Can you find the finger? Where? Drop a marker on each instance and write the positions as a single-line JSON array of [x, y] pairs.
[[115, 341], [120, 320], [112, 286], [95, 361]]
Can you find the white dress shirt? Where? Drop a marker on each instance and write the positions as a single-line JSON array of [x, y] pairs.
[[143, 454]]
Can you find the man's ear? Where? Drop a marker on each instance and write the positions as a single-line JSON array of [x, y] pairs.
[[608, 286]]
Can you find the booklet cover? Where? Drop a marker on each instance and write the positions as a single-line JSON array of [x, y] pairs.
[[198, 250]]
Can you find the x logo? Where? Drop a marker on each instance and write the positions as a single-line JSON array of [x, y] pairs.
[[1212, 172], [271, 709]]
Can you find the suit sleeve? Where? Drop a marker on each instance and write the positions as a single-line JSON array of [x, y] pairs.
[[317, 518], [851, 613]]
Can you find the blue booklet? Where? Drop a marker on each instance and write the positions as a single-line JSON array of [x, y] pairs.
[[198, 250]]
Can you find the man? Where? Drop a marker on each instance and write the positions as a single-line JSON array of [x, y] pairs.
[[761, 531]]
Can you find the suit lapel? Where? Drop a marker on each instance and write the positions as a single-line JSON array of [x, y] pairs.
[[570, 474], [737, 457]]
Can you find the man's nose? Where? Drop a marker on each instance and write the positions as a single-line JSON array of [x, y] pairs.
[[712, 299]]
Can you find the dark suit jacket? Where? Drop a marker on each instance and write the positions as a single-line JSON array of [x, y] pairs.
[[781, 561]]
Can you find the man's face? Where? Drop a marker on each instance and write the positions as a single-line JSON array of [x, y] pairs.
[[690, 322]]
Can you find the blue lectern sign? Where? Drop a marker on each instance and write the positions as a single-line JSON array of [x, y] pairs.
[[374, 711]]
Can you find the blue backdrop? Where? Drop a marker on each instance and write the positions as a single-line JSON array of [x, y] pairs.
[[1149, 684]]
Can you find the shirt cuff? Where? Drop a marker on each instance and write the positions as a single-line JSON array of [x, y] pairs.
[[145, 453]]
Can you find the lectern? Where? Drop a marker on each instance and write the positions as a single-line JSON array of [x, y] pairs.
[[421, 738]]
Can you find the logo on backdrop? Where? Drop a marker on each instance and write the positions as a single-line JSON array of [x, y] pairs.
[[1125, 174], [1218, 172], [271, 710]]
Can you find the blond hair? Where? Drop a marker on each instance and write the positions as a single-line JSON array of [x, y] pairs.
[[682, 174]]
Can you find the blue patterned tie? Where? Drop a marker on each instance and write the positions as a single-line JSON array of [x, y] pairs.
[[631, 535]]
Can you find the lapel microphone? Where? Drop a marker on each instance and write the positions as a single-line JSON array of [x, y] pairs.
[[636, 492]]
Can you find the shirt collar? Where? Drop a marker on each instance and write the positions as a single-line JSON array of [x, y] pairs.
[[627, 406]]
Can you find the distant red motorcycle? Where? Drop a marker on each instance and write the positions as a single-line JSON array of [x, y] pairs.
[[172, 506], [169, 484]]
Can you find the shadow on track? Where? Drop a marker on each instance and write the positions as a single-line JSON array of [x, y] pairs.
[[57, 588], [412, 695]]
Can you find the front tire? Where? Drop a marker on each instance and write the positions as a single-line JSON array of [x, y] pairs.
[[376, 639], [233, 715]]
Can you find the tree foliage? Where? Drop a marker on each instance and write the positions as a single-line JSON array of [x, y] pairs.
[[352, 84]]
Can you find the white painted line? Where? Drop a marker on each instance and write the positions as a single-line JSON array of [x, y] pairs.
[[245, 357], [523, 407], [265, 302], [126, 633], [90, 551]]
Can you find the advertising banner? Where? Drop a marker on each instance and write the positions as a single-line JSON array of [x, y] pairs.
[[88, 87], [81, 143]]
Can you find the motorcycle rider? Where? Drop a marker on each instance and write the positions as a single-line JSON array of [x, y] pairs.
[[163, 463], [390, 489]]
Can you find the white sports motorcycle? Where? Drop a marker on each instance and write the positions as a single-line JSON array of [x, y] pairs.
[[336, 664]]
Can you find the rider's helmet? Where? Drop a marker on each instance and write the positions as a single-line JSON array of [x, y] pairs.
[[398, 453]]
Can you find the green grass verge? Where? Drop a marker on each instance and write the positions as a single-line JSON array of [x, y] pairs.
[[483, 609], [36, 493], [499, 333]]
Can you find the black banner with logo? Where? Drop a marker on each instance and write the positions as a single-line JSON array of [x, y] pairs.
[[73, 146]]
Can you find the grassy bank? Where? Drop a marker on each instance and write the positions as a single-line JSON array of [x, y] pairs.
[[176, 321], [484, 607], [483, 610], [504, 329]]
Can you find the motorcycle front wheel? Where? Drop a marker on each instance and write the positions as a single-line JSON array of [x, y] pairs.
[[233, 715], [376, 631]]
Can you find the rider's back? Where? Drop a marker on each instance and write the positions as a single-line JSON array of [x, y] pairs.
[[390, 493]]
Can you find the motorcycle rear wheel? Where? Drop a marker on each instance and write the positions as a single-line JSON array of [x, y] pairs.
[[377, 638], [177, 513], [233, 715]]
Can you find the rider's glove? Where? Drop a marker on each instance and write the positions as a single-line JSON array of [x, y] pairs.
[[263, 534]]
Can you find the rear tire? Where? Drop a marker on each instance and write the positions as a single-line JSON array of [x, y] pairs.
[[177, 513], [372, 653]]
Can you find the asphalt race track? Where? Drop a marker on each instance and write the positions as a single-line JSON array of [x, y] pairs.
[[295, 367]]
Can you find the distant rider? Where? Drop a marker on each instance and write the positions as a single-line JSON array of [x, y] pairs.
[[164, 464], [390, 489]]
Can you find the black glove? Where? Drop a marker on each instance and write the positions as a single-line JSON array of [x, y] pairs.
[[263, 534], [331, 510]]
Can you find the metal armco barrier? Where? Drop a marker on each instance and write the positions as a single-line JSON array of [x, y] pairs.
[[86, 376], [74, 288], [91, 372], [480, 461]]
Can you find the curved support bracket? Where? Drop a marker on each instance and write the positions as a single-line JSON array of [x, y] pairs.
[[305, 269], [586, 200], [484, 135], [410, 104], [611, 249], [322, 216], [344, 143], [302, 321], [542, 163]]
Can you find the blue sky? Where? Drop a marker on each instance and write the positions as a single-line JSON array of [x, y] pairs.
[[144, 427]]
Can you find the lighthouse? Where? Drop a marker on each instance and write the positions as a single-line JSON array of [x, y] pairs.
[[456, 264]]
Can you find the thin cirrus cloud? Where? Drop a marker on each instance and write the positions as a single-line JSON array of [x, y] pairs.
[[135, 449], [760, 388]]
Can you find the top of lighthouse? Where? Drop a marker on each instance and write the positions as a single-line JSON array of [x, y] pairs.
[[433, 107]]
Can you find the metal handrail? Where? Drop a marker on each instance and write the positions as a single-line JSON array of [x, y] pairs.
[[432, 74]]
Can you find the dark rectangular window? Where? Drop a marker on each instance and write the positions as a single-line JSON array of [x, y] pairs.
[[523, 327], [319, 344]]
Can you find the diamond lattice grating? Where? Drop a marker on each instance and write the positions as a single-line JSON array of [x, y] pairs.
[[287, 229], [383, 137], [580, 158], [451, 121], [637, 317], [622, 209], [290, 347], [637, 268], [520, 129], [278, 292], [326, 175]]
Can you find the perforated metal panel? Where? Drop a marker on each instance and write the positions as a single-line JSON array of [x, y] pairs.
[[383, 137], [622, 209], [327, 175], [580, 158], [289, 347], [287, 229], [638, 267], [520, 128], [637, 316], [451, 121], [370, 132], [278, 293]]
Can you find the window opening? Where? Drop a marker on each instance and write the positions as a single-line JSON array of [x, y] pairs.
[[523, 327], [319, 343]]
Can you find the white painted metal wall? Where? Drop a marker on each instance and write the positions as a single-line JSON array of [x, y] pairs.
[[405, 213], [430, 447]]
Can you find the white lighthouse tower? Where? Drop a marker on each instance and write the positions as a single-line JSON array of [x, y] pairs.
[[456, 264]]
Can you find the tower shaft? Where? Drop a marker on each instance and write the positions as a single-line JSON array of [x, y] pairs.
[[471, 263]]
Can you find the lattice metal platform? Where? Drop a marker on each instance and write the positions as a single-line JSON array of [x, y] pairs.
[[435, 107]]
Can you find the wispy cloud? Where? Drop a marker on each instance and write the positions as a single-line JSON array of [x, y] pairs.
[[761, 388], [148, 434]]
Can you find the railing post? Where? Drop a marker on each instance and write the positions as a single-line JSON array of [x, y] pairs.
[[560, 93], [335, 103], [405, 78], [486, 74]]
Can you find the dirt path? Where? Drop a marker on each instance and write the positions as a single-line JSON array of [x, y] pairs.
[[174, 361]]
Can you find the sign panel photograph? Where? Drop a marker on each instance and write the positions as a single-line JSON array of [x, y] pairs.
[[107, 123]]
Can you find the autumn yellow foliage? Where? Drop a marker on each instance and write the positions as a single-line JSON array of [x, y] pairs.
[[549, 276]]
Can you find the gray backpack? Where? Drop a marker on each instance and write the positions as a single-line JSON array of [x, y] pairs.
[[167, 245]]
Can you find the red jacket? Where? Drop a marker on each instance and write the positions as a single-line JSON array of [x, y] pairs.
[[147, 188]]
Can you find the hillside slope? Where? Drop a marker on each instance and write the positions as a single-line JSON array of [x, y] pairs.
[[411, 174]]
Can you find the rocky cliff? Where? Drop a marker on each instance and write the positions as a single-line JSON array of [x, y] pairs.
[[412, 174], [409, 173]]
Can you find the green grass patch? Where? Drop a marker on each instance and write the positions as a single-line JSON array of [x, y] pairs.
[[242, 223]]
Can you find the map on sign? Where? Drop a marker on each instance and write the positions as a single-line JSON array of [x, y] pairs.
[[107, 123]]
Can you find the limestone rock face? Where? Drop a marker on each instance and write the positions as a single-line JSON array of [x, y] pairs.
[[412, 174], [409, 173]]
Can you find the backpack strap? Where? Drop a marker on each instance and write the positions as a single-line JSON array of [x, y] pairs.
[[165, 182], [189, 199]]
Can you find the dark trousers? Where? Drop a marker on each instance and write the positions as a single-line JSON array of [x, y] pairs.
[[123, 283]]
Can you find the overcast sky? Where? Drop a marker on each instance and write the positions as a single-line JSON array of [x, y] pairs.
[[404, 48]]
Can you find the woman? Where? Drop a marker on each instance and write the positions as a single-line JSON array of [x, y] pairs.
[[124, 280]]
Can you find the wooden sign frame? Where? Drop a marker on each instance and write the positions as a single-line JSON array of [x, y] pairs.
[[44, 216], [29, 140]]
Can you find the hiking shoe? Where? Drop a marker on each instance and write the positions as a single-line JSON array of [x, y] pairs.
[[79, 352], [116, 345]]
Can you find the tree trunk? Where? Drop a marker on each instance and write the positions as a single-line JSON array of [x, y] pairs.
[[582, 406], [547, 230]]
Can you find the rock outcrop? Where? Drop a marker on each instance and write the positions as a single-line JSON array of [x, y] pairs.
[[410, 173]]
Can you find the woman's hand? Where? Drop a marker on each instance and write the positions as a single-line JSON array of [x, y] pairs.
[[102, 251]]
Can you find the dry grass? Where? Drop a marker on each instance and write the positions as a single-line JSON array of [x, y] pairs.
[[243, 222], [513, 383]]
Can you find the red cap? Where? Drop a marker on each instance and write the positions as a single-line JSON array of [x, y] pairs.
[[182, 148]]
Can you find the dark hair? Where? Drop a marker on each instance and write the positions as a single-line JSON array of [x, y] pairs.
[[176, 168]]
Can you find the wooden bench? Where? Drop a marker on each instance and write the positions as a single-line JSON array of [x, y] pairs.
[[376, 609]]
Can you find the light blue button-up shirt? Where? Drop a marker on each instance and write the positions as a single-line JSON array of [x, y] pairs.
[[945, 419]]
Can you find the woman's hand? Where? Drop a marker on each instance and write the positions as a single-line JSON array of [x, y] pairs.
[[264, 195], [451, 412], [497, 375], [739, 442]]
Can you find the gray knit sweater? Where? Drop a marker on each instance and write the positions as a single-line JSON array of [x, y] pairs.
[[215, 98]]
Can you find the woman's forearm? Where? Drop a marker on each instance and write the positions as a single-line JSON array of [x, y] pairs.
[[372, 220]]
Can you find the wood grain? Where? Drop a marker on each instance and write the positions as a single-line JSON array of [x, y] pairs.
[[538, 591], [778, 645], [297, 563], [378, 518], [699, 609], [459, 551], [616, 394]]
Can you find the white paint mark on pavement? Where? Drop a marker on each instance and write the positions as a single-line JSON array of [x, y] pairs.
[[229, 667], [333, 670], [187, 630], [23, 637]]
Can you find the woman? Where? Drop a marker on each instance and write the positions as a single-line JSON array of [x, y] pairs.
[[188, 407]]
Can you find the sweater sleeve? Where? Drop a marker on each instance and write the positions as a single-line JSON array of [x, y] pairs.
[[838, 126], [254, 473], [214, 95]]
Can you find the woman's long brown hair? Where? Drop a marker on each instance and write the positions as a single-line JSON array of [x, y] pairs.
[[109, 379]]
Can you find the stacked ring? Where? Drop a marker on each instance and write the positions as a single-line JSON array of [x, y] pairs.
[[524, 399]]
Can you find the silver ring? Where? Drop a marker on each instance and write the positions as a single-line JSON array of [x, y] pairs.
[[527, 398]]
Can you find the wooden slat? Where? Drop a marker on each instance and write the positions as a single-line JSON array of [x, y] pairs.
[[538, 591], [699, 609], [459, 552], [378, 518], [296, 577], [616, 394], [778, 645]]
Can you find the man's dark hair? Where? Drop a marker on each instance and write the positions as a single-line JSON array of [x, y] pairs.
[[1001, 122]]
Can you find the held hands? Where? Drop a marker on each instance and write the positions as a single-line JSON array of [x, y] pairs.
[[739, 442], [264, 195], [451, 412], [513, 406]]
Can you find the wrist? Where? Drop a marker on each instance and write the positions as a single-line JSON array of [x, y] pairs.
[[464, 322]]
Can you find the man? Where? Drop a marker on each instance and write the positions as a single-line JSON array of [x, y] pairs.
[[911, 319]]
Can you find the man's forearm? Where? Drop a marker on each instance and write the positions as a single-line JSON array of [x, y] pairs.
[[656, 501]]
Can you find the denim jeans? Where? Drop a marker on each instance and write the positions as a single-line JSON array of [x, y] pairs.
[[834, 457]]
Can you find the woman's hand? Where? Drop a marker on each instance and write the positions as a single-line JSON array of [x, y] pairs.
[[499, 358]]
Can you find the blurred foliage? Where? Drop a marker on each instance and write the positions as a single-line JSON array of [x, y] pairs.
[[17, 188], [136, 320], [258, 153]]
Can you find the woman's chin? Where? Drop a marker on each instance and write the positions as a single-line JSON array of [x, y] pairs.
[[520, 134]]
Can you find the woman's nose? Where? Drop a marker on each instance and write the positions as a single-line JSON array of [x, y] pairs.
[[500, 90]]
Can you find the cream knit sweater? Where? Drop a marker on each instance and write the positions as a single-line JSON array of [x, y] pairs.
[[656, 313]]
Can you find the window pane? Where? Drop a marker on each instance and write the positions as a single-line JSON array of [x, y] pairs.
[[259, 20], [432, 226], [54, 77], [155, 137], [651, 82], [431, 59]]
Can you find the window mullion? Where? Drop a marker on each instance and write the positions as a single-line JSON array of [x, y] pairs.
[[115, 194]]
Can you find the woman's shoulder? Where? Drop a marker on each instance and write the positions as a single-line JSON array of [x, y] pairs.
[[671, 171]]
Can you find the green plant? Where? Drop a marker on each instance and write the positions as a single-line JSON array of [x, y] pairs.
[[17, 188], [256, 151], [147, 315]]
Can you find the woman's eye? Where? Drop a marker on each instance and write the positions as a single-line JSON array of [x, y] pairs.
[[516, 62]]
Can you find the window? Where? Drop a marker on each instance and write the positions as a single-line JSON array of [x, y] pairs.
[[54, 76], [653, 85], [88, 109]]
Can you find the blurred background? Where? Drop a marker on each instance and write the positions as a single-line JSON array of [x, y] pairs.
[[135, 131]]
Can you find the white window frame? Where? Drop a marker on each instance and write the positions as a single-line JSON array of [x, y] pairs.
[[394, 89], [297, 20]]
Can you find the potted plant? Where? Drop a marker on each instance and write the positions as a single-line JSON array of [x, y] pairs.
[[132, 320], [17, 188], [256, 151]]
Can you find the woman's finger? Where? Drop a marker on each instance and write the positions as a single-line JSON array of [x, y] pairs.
=======
- [EXERCISE REQUIREMENTS]: Render the lines of the records as a JSON list of strings, one string per line and blank lines omitted, starting at the line that contains "Can you find the white sports" and ending at the line that contains "[[73, 146]]", both included.

- [CORRECT RESULT]:
[
  "Can you find the white sports motorcycle? Where? Drop a marker on each instance and write the positions as a single-line JSON array of [x, y] pairs.",
  "[[336, 664]]",
  "Can you find the rider's helmet? Where? Drop a marker on each instance and write the positions as a single-line JSON array of [x, y] pairs.",
  "[[398, 453]]",
  "Can you find the green grass verge? Where? Drop a marker on each instance and write the positions as a single-line JSON array of [x, y] pairs.",
  "[[483, 609], [36, 493], [499, 333]]",
  "Can you find the black banner with logo? Where? Drop a marker on each instance and write the positions as a single-line JSON array of [x, y] pairs.",
  "[[73, 146]]"
]